-- Opening Marker --

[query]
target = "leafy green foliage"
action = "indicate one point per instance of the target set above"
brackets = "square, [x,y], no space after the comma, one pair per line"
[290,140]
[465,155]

-- Closing Marker --

• **What the exercise asks**:
Where a line of the data includes the string "target", list that line.

• **Task output**:
target = "leafy green foliage"
action = "indicate one point per instance of the target set above"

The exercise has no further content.